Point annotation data

****************************************

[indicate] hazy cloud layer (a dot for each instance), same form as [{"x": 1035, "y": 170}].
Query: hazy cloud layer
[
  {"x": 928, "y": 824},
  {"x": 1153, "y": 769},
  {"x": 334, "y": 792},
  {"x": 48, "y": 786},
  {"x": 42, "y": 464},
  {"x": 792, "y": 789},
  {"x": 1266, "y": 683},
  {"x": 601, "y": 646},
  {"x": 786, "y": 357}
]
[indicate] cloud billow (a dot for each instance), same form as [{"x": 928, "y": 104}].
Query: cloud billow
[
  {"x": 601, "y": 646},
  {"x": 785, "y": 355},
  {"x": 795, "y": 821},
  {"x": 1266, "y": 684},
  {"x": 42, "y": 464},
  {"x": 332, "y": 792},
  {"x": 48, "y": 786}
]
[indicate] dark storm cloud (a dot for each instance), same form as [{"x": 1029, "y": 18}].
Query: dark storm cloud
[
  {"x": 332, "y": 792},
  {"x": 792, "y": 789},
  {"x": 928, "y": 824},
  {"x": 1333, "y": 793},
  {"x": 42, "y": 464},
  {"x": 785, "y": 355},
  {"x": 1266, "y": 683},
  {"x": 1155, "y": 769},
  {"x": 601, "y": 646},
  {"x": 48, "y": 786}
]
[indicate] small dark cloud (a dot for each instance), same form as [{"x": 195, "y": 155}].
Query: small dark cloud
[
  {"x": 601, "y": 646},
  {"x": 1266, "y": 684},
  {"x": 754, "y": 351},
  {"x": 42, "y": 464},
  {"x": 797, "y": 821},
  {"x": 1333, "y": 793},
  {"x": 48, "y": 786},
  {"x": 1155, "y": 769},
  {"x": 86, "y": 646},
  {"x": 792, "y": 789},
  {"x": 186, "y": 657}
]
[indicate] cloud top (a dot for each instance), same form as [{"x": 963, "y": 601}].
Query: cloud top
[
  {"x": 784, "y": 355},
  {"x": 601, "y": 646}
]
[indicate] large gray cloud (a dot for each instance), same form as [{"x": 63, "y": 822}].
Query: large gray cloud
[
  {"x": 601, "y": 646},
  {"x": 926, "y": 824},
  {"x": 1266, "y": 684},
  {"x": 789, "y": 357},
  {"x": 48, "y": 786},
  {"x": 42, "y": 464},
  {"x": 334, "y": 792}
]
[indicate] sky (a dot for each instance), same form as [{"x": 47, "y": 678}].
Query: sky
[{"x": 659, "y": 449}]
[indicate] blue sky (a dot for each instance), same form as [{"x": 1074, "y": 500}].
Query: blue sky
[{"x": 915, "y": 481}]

****************************************

*WRITTEN REQUEST*. Copy the data above line for line, changing nothing.

*RESPONSE TO THE EXERCISE*.
[indicate] hazy cloud layer (a dot for each instance), same form as [{"x": 1035, "y": 170}].
Query: hazy cloud layer
[
  {"x": 928, "y": 824},
  {"x": 1153, "y": 769},
  {"x": 334, "y": 792},
  {"x": 48, "y": 786},
  {"x": 42, "y": 464},
  {"x": 792, "y": 789},
  {"x": 1266, "y": 683},
  {"x": 601, "y": 646},
  {"x": 786, "y": 357}
]
[indicate] cloud billow (a dot for each instance), same form as [{"x": 928, "y": 104}].
Query: cloud billow
[
  {"x": 601, "y": 646},
  {"x": 785, "y": 355},
  {"x": 795, "y": 821},
  {"x": 1266, "y": 684},
  {"x": 42, "y": 464},
  {"x": 332, "y": 792},
  {"x": 48, "y": 786}
]
[indicate] dark storm cloud (a dot for each instance), same form as [{"x": 1029, "y": 18}].
Query: dark storm cloud
[
  {"x": 332, "y": 792},
  {"x": 792, "y": 789},
  {"x": 928, "y": 824},
  {"x": 1333, "y": 793},
  {"x": 42, "y": 464},
  {"x": 785, "y": 355},
  {"x": 1266, "y": 683},
  {"x": 1155, "y": 769},
  {"x": 601, "y": 646},
  {"x": 48, "y": 786}
]
[indicate] small dark cloud (a dot for each instance), same form as [{"x": 195, "y": 155}].
Query: small dark cloud
[
  {"x": 601, "y": 646},
  {"x": 1266, "y": 684},
  {"x": 754, "y": 351},
  {"x": 42, "y": 464},
  {"x": 797, "y": 821},
  {"x": 1333, "y": 793},
  {"x": 48, "y": 786},
  {"x": 1155, "y": 769},
  {"x": 86, "y": 646},
  {"x": 792, "y": 789},
  {"x": 186, "y": 657}
]
[indicate] cloud top (a dot for each instance), same form as [{"x": 963, "y": 601}].
Query: cloud top
[
  {"x": 784, "y": 355},
  {"x": 601, "y": 646}
]
[indicate] large gray cloud (a dot for each instance), same form as [{"x": 63, "y": 822}].
Query: large gray cloud
[
  {"x": 601, "y": 646},
  {"x": 926, "y": 824},
  {"x": 1266, "y": 684},
  {"x": 789, "y": 357},
  {"x": 48, "y": 786},
  {"x": 42, "y": 464},
  {"x": 334, "y": 792}
]
[indicate] sky (a dot for each instance), same form as [{"x": 47, "y": 678}].
Query: sky
[{"x": 659, "y": 449}]
[indicate] blue sky (a dot for each instance), same form as [{"x": 1074, "y": 500}].
Query: blue sky
[{"x": 915, "y": 481}]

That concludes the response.